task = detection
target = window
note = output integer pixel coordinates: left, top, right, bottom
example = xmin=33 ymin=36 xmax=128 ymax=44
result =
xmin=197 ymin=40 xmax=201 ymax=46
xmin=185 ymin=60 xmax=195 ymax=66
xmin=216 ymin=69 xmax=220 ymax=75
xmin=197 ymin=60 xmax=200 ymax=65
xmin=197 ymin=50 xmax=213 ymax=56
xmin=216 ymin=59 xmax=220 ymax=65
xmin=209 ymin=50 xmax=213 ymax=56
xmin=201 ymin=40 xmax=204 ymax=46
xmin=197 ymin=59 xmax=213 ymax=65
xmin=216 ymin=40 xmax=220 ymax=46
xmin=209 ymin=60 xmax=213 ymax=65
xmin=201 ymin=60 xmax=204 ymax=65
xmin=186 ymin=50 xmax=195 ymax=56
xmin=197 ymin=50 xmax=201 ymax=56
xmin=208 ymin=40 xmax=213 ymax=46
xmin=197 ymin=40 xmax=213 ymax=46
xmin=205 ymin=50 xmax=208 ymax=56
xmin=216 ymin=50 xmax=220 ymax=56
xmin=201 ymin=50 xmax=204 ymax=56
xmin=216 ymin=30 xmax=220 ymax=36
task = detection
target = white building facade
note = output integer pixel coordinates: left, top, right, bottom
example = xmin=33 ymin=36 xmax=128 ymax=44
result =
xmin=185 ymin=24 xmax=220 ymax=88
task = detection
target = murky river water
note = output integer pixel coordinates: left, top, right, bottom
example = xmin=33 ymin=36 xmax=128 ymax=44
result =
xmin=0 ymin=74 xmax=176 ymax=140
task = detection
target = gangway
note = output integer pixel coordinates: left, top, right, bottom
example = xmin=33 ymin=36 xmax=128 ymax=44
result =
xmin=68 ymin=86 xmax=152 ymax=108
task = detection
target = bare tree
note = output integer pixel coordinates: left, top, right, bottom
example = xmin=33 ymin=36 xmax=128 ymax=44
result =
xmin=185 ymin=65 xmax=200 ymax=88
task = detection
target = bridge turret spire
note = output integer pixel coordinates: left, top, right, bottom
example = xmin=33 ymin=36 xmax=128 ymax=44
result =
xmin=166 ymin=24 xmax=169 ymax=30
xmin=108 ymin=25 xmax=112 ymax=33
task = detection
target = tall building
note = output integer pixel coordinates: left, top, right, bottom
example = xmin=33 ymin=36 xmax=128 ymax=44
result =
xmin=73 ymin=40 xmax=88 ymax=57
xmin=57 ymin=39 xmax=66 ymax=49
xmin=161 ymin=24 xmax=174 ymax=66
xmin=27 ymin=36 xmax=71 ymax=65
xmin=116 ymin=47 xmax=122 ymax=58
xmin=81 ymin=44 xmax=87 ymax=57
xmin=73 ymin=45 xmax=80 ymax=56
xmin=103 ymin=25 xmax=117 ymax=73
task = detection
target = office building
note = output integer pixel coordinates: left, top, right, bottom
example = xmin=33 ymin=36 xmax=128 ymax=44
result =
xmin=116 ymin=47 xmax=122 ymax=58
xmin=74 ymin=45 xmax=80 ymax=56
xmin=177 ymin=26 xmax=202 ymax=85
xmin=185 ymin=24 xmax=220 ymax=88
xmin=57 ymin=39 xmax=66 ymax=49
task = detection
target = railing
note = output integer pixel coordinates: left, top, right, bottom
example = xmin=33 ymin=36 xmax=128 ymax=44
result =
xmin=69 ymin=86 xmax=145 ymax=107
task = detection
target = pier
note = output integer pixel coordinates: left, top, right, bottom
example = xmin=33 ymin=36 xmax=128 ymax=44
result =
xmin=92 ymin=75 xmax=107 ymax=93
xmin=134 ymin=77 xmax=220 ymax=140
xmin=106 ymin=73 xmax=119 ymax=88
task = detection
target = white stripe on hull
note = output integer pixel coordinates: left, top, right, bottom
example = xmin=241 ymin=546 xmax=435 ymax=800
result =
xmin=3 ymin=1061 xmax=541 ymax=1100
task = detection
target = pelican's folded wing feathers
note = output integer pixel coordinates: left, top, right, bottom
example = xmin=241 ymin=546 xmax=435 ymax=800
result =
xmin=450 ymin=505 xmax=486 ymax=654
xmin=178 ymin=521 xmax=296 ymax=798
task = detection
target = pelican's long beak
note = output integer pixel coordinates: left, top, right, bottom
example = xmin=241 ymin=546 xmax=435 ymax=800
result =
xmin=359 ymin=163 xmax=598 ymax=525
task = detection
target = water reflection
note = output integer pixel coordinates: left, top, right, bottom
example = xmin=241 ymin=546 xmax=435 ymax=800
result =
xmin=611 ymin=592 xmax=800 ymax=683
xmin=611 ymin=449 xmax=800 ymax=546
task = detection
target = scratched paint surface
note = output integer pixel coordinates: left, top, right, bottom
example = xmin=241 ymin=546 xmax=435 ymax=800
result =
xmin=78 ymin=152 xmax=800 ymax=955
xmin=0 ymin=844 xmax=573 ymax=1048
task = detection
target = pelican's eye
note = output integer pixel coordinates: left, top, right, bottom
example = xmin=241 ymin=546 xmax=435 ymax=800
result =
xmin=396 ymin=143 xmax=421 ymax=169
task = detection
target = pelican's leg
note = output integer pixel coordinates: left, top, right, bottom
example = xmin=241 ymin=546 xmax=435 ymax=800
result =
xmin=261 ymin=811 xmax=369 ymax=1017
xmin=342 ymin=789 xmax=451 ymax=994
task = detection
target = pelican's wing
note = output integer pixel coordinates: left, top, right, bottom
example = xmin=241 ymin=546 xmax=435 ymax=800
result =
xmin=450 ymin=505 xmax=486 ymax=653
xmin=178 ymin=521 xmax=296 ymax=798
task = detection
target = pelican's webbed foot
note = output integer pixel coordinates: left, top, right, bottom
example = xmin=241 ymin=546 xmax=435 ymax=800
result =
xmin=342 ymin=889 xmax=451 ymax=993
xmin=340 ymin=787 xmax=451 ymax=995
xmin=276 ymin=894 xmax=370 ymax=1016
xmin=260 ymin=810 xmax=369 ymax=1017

☆ ☆ ☆ ☆

**TASK PROMPT**: Nothing in the data may differ; print all of it exactly as written.

**RESULT**:
task = detection
target = window
note = output integer pixel coordinates: left, top, right, bottom
example = xmin=33 ymin=36 xmax=128 ymax=44
result =
xmin=197 ymin=40 xmax=201 ymax=46
xmin=185 ymin=60 xmax=195 ymax=66
xmin=216 ymin=69 xmax=220 ymax=75
xmin=197 ymin=60 xmax=200 ymax=65
xmin=197 ymin=50 xmax=213 ymax=56
xmin=216 ymin=59 xmax=220 ymax=65
xmin=209 ymin=50 xmax=213 ymax=56
xmin=201 ymin=40 xmax=204 ymax=46
xmin=197 ymin=59 xmax=213 ymax=65
xmin=216 ymin=40 xmax=220 ymax=46
xmin=209 ymin=60 xmax=213 ymax=65
xmin=201 ymin=60 xmax=204 ymax=65
xmin=186 ymin=50 xmax=195 ymax=56
xmin=197 ymin=50 xmax=201 ymax=56
xmin=208 ymin=40 xmax=213 ymax=46
xmin=197 ymin=40 xmax=213 ymax=46
xmin=205 ymin=50 xmax=208 ymax=56
xmin=216 ymin=50 xmax=220 ymax=56
xmin=201 ymin=50 xmax=204 ymax=56
xmin=216 ymin=30 xmax=220 ymax=36
task = detection
target = white building facade
note = output integer pixel coordinates: left, top, right, bottom
example = xmin=33 ymin=36 xmax=128 ymax=44
result =
xmin=185 ymin=24 xmax=220 ymax=88
task = detection
target = murky river water
note = output integer pixel coordinates: left, top, right, bottom
example = xmin=33 ymin=36 xmax=128 ymax=44
result =
xmin=0 ymin=74 xmax=176 ymax=140
task = detection
target = gangway
note = output integer pixel coordinates: left, top, right, bottom
example = xmin=33 ymin=36 xmax=128 ymax=44
result =
xmin=68 ymin=86 xmax=152 ymax=108
task = detection
target = bare tree
note = output integer pixel coordinates: left, top, right, bottom
example = xmin=33 ymin=36 xmax=128 ymax=44
result =
xmin=185 ymin=65 xmax=200 ymax=88
task = detection
target = bridge turret spire
note = output integer pixel coordinates: left, top, right, bottom
example = xmin=33 ymin=36 xmax=128 ymax=44
result =
xmin=166 ymin=24 xmax=169 ymax=30
xmin=108 ymin=25 xmax=112 ymax=33
task = detection
target = tall building
note = output integer pixel coordinates: left, top, right, bottom
example = xmin=33 ymin=36 xmax=128 ymax=44
result =
xmin=73 ymin=40 xmax=88 ymax=57
xmin=57 ymin=39 xmax=66 ymax=49
xmin=161 ymin=24 xmax=174 ymax=66
xmin=27 ymin=36 xmax=71 ymax=65
xmin=116 ymin=47 xmax=122 ymax=58
xmin=81 ymin=44 xmax=87 ymax=57
xmin=73 ymin=45 xmax=80 ymax=56
xmin=103 ymin=25 xmax=117 ymax=73
task = detection
target = office building
note = output integer pixel coordinates: left, top, right, bottom
example = xmin=33 ymin=36 xmax=128 ymax=44
result =
xmin=116 ymin=47 xmax=122 ymax=58
xmin=74 ymin=45 xmax=80 ymax=56
xmin=177 ymin=26 xmax=202 ymax=85
xmin=185 ymin=24 xmax=220 ymax=88
xmin=57 ymin=39 xmax=66 ymax=49
task = detection
target = railing
note = output integer pixel coordinates: left, top, right, bottom
example = xmin=33 ymin=36 xmax=128 ymax=44
result =
xmin=69 ymin=86 xmax=145 ymax=107
task = detection
target = pier
note = output integer pixel coordinates: left, top, right, bottom
example = xmin=33 ymin=36 xmax=128 ymax=44
result =
xmin=92 ymin=75 xmax=107 ymax=93
xmin=134 ymin=77 xmax=220 ymax=140
xmin=106 ymin=73 xmax=119 ymax=88
task = detection
target = white stripe on hull
note = output integer pixel coordinates: left, top, right, bottom
example = xmin=241 ymin=546 xmax=435 ymax=800
result =
xmin=3 ymin=1061 xmax=541 ymax=1100
task = detection
target = pelican's folded wing feathers
note = output integer pixel coordinates: left, top, right, bottom
example = xmin=241 ymin=546 xmax=435 ymax=800
result =
xmin=450 ymin=505 xmax=486 ymax=654
xmin=178 ymin=521 xmax=296 ymax=798
task = detection
target = pelican's long beak
note = output integer pixel coordinates: left, top, right, bottom
example = xmin=241 ymin=546 xmax=435 ymax=800
result =
xmin=359 ymin=163 xmax=598 ymax=525
task = detection
target = water reflection
note = output integer pixel coordinates: left, top, right, bottom
example = xmin=241 ymin=546 xmax=435 ymax=800
result =
xmin=611 ymin=592 xmax=800 ymax=683
xmin=611 ymin=449 xmax=800 ymax=546
task = detection
target = scratched paint surface
note = output integer pixel coordinates: left, top, right, bottom
example = xmin=241 ymin=546 xmax=435 ymax=800
result =
xmin=78 ymin=152 xmax=800 ymax=955
xmin=0 ymin=844 xmax=573 ymax=1048
task = detection
target = pelican's eye
note = output integer pixel coordinates: left, top, right, bottom
example = xmin=241 ymin=546 xmax=435 ymax=800
result =
xmin=396 ymin=143 xmax=421 ymax=169
task = detection
target = pelican's leg
note = output integer pixel coordinates: left, top, right, bottom
example = xmin=241 ymin=546 xmax=435 ymax=800
result =
xmin=261 ymin=811 xmax=369 ymax=1017
xmin=342 ymin=789 xmax=451 ymax=994
task = detection
target = pelican's wing
note = output integer pixel coordinates: left, top, right, bottom
example = xmin=241 ymin=546 xmax=435 ymax=800
result =
xmin=450 ymin=505 xmax=486 ymax=653
xmin=178 ymin=521 xmax=296 ymax=798
task = detection
target = pelican's webbed foot
note = output integer pixel coordinates: left, top, right, bottom
example = xmin=241 ymin=546 xmax=435 ymax=800
result =
xmin=342 ymin=889 xmax=451 ymax=993
xmin=340 ymin=787 xmax=451 ymax=995
xmin=276 ymin=894 xmax=370 ymax=1016
xmin=260 ymin=810 xmax=369 ymax=1017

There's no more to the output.